### 练习题目 1:
在这段Y86汇编器代码中，宏 SIZEOF_REG 被定义为多少？
### 练习题目 2:
请接着Y86汇编器的这段代码往下写，从最后一行之后开始。

### 原文段落:

总的来说就是根据给定的机器码来改变reg和mem中的状态。


Y86汇编器:

#ifndef _Y86_ASM_
#define _Y86_ASM_

#include <stdio.h>
#include <stdlib.h>
#include <string.h>
#include <assert.h>

#define MAX_INSLEN  512

typedef unsigned char byte_t;
typedef int word_t;
typedef enum { FALSE, TRUE } bool_t;


/* Y86 Register (REG_NONE is a special one to indicate no register) */
typedef enum { REG_ERR=-1, REG_EAX, REG_ECX, REG_EDX, REG_EBX,
    REG_ESP, REG_EBP, REG_ESI, REG_EDI, REG_CNT, REG_NONE=0xF } regid_t;

typedef struct reg {
    char *name;
    regid_t id;
} reg_t;

#define SIZEOF_REG  4


/* Y86 Instruction */
typedef enum { I_HALT, I_NOP, I_RRMOVL, I_IRMOVL, I_RMMOVL, I_MRMOVL,
    I_ALU, I_JMP, I_CALL, I_RET, I_PUSHL, I_POPL, I_DIRECTIVE } itype_t;

/* Function code (default) */
typedef enum { F_NONE } func_t;

/* ALU code */
typedef enum { A_ADD, A_SUB, A_AND, A_XOR, A_NONE } alu_t;

/* Condition code */
typedef enum { C_YES, C_LE, C_L, C_E, C_NE, C_GE, C_G } cond_t;

/* Directive code */
typedef enum { D_DATA, D_POS, D_ALIGN } dtv_t;

/* Pack itype and func/alu/cond/dtv into single byte */
#define HPACK(hi,lo) ((((hi)&0xF)<<4)|((lo)&0xF))
#define HIGH(pack) ((pack)>>4&0xF)
#define LOW(pack) ((pack)&0xF)

### 所给各行:
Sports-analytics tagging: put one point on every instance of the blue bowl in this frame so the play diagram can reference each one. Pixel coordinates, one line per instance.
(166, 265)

...

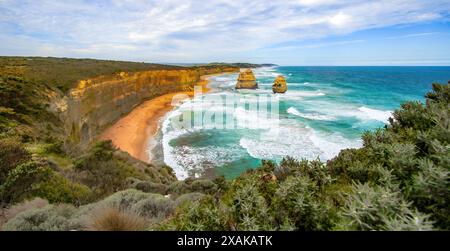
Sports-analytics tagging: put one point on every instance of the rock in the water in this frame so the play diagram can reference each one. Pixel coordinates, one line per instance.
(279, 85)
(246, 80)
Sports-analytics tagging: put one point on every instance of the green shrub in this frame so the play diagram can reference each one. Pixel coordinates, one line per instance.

### 结果 1:
SIZEOF_REG 被定义为 4。

### 结果 2:
/* Table used to encode information about instructions */
typedef struct instr {
    char *name;
    int len;
    byte_t code; /* code for instruction+op */
    int bytes; /* the size of instr */
} instr_t;


/* Token types: comment, instruction, error */
typedef enum{ TYPE_COMM, TYPE_INS, TYPE_ERR } type_t;

typedef struct bin {
    int addr;
    byte_t codes[6];
    int bytes;
} bin_t;

typedef struct line {
    type_t type; /* TYPE_COMM: no y86bin, TYPE_INS: both y86bin and y86asm */
    bin_t y86bin;
    char *y86asm;
    
    struct line *next;
} line_t;

/* label defined in y86 assembly code, e.g. Loop */
typedef struct symbol {
    char *name;
    int addr;
    struct symbol *next;
} symbol_t;

/* binary code need to be relocated */
typedef struct reloc {
    bin_t *y86bin;
    char *name;
    struct reloc *next;
	int entry;
} reloc_t;

#endif

#include <stdio.h>
#include <stdlib.h>
#include <string.h>
#include <assert.h>

#include "y86asm.h"

//#define DEBUG_CODE

line_t *y86bin_listhead = NULL;   /* the head of y86 binary code line list*/
line_t *y86bin_listtail = NULL;   /* the tail of y86 binary code line list*/
int y86asm_lineno = 0; /* the current line number of y86 assemble code */

#define err_print(_s, _a ...) do { \
  if (y86asm_lineno < 0) \
    fprintf(stderr, "[--]: "_s"\n", ## _a); \
  else \
    fprintf(stderr, "[L%d]: "_s"\n", y86asm_lineno, ## _a); \
} while (0);


int vmaddr = 0;    /* vm addr */

/* register table */
reg_t reg_table[REG_CNT] = {
    {"%eax", REG_EAX},
    {"%ecx", REG_ECX},
    {"%edx", REG_EDX},
    {"%ebx", REG_EBX},
    {"%esp", REG_ESP},
    {"%ebp", REG_EBP},
    {"%esi", REG_ESI},
    {"%edi", REG_EDI},
};

regid_t find_register(char *name)
{
    int i;
    for (i = 0; i < REG_CNT; i++)
        if (!strncmp(name, reg_table[i].name, 4))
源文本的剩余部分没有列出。